READING PASSAGE ▸
▬▬▬▬▬▬▬▬▬▬

Chinese soup stock
I've been meaning to experiment with Chinese clear broth soups for a while, but I get intimidated with the idea of making my own stock.
For western cooking, I sometimes make my own chicken stock, but when I'm in a hurry, I compromise on store-bought chicken stock sold in a package. I am wondering if there is an equivalent in Chinese cooking. I am assuming that using western chicken stock for Chinese soup wouldn't result in the right flavors...
So my questions:
- Is there a pre-packaged Chinese meat stock that I can use for Chinese soups? If so, do you have a favorite brand?
- Do you find that the pre-packaged version is a good compromise? Or do you think that it's so far inferior to home made stock that it's not even worth using?
Thanks in advance!
Actually many Chinese do just use the off-the-shelves chicken stock from supermarket. Sure, it is not as good as home made ones, but the point is that it is completely acceptable. If you ever go to a Chinese/Asian supermarket, you will see them sell these Campbell chicken broth, Swanson chicken broth... etc. In fact, you will see many chicken favor cubes like Maggi Chicken bouillon cubes. I don't like these cubes.
I say it is a good compromise to use package chicken broth..
I might be wrong, but I doubt that Chinese chickens or broth-making procedures are so very different from Western ones, but you could check at an Asian grocer.
As for question 2: home-made broths/stocks are generally better, but commercial ones are good to have around and useful. Swanson's organic and low-sodium broths get good reviews, and also the "Better than Bullion" brand, which is a paste that you reconstitute into water to make a broth.
There's absolutely NOTHING wrong with using packaged stock/broth. Just find one with a basic flavor you like. Then simmer it with some garlic, scallions, & a few slices of fresh ginger to give it that "Chinese/Asian" flavor.
When I make Chinese chicken stock myself at home, I use the same flavorings. I put my raw chicken parts in water to cover (sometimes with some canned/packaged chicken broth for extra flavor), then add scallions, garlic, & sliced ginger. Bring to a boil, reduce to a simmer, & about an hour later strain everything (saving the chicken for either salad for me or snacks for the pets), & reduce the broth at a simmer until it's at a strength I like.
Whole Foods organic chicken broth is fine fine too.
But if you have the time to make your own stock, you can always use a whole mature chicken, smoked ham hocks (some Chinese supermarkets might have Virginia Ham, although it is not the same as Chinese ham), lean pork (and/or pork bones). Bring to a boil and then simmer for at least 3 hours, strain the oil (and solids) and the resultant stock can be used for anything. This is more of a Cantonese approach.

▬▬▬▬▬▬▬▬▬▬

Point annotation records ▸
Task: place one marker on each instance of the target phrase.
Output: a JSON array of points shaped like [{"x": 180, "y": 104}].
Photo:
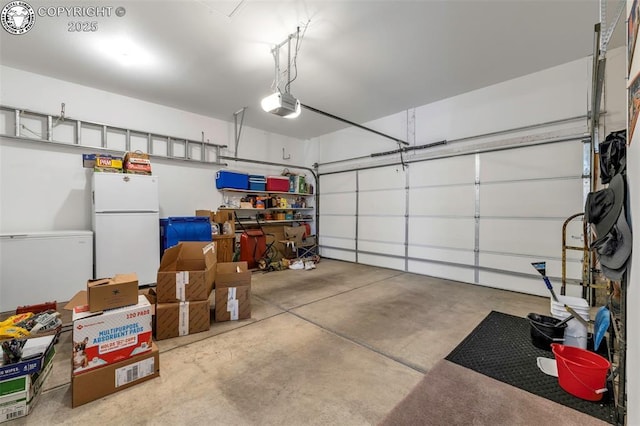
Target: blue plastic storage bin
[
  {"x": 189, "y": 228},
  {"x": 257, "y": 183},
  {"x": 232, "y": 180}
]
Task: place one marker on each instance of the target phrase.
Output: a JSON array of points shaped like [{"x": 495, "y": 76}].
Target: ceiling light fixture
[{"x": 281, "y": 102}]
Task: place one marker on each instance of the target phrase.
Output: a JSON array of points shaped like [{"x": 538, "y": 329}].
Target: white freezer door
[
  {"x": 118, "y": 192},
  {"x": 38, "y": 267},
  {"x": 127, "y": 242}
]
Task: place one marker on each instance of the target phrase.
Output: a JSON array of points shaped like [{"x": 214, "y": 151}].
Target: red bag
[{"x": 253, "y": 246}]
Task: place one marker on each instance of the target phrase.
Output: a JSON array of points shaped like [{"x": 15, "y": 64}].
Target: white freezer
[
  {"x": 118, "y": 192},
  {"x": 127, "y": 242},
  {"x": 38, "y": 267}
]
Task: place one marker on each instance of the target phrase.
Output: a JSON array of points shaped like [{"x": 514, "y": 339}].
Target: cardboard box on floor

▬▬▬▬▬▬▬▬▬▬

WHAT YOU WILL DO ▸
1. List every brand of store-bought broth, stock or bouillon that the Chinese soup stock discussion names.
2. Resume the Chinese soup stock discussion, picking up after its final sentence.

ANSWERS FOR THE TASKS ▸
1. Campbell, Swanson, Maggi, Better than Bullion, Whole Foods

2.
Hi ethnicchower, I don't consider myself a particularly accomplished cook but for quick Chinese soups on weeknights we end up using canned stock, usually whatever low sodium brand is on sales that day. The more expensive brands like Kitchen Basics, while very tasty, are not so good in this application because they have more "western" flavorings like thyme.
Like others have said, start simmering some sliced ginger and peeled garlic cloves at the beginning of meal prep, and by the time dinner is served the aromatics will have had 1 - 2 hours to flavor the stock. If you have some bones, crack em and throw those in too, if not, don't worry about it.
Out of curiousity, what clear soups are you thinking of making?
"The more expensive brands like Kitchen Basics, while very tasty, are not so good in this application because they have more "western" flavorings like thyme."
I have to second RealMenJulienne on this one.
There are three basic Chinese stocks. I don't have time right now, but when I do, I will write them down.
It took sometime to type everything up, but here it is:
There are three important Chinese broths serve as the basis of many Chinese dishes especially the noodle broth. They are called 毛湯, 白湯,上湯 which can be loosely translated into Hair Broth, White Broth and Supreme Broth, respectively.
Hair Broth (毛湯) uses chicken bones, pork bones, green onion, ginger, and of course water, the resulting broth is slightly opaque.
White Broth or Milky Broth (白湯 or 奶湯) uses pork bones, pork legs, chicken feet, fatty pork, green onion, ginger, and water. The fatty pork, such as pork belly, is what gives it white opaque color.
Supreme Broth or Clear Broth (上湯, 高湯, 清湯) uses chicken (not chicken bones), pork tenderloin, beef shank, Chinese ham (Virginia ham is good substitute), dried tangerine peel, black pepper or white pepper is ok, water. As you can see, it uses a lot of lean meats to help produces that clarity -- an opposite approach to the fatty pork in the White Soup. Needless to say the Supreme Broth uses more expensive ingredients. After making this broth, you can use the remainders and other scarps to repeat the procedure to make the so called Second Broth (二湯). This is analogous to what we talked about the first brewed Chinese soy sauce, second brew soy sauce… and also similar to first press olive oil…
I believe you said you want to learn to make Chinese Clear Broth. That will be same as Chinese Supreme Broth as mentioned above.
Here are the ingredients:
Half a chicken
1 pound of pork tenderloin
1 pound of beef shank
2-3 ounce of Chinese or Virginia ham
Trace of dried tangerine peel
Black pepper or white pepper powder add to taste
4 quarts of water to make broth
Step by step:
1) Wash the meats
2) Chopped chicken, pork and beef to pieces of dimension of an inch
3) Put them into boiling water to denature the blood. Once the meats lost the bloody color, remove them from the water and toss away the water.
4) Lightly wash and rinse the partially cooked meats
5) Add 4 quarts of water to a pot, put the meat in, bring it into boil
6) Reduce heat to low or low-medium
7) Add ham, tangerine peel, grounded peppercorn and cook for 2 hours
8) Cool and only extract the liquid, if necessary filter the broth with a cloth (e.g. cheesecloth).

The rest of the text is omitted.